▶ PROMPT
Output as a numbered list every line of the listing from the line containing "of the navy" down to the line containing "x=196 y=350", omitting blank lines.

Pointing listing:
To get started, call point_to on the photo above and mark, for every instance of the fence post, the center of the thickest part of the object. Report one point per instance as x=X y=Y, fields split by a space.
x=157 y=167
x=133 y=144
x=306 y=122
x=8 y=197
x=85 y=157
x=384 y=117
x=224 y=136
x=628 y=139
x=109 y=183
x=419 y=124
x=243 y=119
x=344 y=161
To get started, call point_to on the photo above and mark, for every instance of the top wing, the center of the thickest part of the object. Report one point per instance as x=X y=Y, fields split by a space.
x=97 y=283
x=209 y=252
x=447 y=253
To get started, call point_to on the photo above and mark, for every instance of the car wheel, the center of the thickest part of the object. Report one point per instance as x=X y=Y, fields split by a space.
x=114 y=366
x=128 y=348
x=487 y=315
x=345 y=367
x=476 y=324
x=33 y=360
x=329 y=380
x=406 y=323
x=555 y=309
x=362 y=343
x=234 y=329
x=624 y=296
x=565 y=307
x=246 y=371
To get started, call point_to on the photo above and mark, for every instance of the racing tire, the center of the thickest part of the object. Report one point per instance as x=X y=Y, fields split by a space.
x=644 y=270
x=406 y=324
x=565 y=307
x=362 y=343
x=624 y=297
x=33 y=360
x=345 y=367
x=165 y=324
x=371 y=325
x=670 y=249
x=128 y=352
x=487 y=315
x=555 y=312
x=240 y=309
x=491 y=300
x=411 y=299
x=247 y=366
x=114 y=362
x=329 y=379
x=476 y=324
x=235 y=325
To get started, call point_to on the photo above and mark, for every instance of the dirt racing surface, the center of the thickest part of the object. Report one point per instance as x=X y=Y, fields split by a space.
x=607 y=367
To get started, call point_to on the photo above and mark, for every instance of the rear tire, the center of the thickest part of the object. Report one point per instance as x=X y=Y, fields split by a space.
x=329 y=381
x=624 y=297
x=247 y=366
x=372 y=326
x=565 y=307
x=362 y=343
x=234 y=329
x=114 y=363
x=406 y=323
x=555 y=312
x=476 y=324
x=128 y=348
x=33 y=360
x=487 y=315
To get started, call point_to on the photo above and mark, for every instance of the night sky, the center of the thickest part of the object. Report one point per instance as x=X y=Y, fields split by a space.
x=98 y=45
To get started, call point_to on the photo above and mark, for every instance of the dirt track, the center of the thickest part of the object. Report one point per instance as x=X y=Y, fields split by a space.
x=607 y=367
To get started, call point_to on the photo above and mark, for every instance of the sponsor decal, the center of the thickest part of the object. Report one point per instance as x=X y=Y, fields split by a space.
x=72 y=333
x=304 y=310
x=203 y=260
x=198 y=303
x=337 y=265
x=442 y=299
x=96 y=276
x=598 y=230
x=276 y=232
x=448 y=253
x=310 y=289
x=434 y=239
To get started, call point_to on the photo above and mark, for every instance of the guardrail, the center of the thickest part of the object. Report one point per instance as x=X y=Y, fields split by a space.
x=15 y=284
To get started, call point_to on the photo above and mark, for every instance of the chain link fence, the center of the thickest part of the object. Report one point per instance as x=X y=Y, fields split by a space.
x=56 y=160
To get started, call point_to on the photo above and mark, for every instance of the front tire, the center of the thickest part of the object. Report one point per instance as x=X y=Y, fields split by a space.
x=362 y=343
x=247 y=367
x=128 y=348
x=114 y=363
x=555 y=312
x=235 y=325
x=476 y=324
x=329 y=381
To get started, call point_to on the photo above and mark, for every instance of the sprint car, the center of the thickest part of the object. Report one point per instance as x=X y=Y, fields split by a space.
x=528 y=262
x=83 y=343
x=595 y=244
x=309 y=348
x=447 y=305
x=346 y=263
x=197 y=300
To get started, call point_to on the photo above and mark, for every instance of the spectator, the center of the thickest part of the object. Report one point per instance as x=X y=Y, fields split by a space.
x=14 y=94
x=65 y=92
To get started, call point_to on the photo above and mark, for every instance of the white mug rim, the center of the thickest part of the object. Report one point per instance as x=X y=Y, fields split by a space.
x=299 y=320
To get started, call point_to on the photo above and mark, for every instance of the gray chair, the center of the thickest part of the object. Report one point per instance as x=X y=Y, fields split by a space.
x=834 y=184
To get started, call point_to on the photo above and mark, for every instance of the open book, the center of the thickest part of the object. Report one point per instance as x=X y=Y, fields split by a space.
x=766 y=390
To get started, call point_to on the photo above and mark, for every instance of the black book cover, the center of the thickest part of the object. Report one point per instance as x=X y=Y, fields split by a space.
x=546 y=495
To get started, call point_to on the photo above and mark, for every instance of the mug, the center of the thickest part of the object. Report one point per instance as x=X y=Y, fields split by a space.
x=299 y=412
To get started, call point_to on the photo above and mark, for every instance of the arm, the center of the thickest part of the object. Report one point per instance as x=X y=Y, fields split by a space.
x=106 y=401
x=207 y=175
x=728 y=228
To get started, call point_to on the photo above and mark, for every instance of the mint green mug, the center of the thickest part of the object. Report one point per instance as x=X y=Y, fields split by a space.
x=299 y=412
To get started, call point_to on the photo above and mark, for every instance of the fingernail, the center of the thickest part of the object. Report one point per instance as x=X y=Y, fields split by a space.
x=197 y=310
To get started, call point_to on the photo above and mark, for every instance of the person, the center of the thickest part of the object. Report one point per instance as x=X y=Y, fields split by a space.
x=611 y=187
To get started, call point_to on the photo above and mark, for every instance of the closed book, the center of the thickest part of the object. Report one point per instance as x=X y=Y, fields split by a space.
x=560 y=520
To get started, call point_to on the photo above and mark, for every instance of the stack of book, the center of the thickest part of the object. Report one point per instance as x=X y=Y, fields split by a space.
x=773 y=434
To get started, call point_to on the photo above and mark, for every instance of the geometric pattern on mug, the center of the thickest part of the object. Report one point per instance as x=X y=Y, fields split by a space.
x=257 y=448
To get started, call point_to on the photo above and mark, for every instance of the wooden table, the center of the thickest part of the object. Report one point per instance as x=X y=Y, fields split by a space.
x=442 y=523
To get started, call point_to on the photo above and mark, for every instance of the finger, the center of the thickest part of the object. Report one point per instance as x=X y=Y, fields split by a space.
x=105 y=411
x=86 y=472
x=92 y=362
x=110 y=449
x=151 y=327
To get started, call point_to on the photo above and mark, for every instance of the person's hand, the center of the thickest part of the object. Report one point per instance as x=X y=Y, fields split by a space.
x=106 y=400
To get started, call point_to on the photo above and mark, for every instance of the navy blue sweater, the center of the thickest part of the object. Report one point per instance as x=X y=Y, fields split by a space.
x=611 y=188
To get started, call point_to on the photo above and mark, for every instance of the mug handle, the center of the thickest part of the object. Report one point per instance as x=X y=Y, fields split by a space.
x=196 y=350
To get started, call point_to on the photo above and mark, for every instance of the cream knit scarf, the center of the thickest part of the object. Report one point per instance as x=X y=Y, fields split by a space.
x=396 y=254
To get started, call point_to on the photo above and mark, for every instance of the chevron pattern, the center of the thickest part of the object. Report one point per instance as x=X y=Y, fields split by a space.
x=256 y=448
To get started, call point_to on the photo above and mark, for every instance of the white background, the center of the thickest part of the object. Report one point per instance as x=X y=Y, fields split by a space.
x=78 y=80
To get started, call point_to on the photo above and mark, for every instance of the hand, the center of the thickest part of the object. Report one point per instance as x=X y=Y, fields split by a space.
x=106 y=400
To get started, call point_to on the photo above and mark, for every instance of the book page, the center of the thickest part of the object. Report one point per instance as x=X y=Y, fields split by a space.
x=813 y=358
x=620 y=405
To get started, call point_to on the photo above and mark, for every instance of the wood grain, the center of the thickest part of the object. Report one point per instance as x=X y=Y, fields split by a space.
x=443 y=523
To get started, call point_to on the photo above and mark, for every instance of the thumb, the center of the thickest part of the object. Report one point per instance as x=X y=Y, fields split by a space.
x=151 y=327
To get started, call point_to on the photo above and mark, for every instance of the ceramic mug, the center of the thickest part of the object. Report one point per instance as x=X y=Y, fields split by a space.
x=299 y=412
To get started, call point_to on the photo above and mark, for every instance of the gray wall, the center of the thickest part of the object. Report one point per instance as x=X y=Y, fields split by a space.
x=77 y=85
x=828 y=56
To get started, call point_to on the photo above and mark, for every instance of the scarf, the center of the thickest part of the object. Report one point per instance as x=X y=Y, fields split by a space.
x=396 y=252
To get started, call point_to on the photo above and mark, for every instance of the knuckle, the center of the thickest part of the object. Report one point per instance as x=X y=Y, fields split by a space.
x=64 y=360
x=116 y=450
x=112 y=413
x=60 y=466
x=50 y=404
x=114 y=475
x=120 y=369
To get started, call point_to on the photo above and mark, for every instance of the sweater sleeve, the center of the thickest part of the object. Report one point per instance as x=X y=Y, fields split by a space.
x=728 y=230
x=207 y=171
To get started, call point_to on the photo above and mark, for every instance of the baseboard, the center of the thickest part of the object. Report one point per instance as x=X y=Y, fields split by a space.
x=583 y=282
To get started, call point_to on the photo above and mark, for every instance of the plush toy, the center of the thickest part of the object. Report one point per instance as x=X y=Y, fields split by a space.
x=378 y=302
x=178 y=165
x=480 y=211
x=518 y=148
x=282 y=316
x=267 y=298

▶ ANSWER
1. To get started, call point_to on the photo above and mark, for every instance of the navy blue sweater, the center of the thickest part of the object. Report one point per instance as x=X y=Y, fields split by a space.
2. x=611 y=188
3. To get started, call point_to on the photo above and mark, for every instance of the mug handle, the center of the thickest part of the object. Report one point per instance as x=X y=Y, fields split by a space.
4. x=196 y=350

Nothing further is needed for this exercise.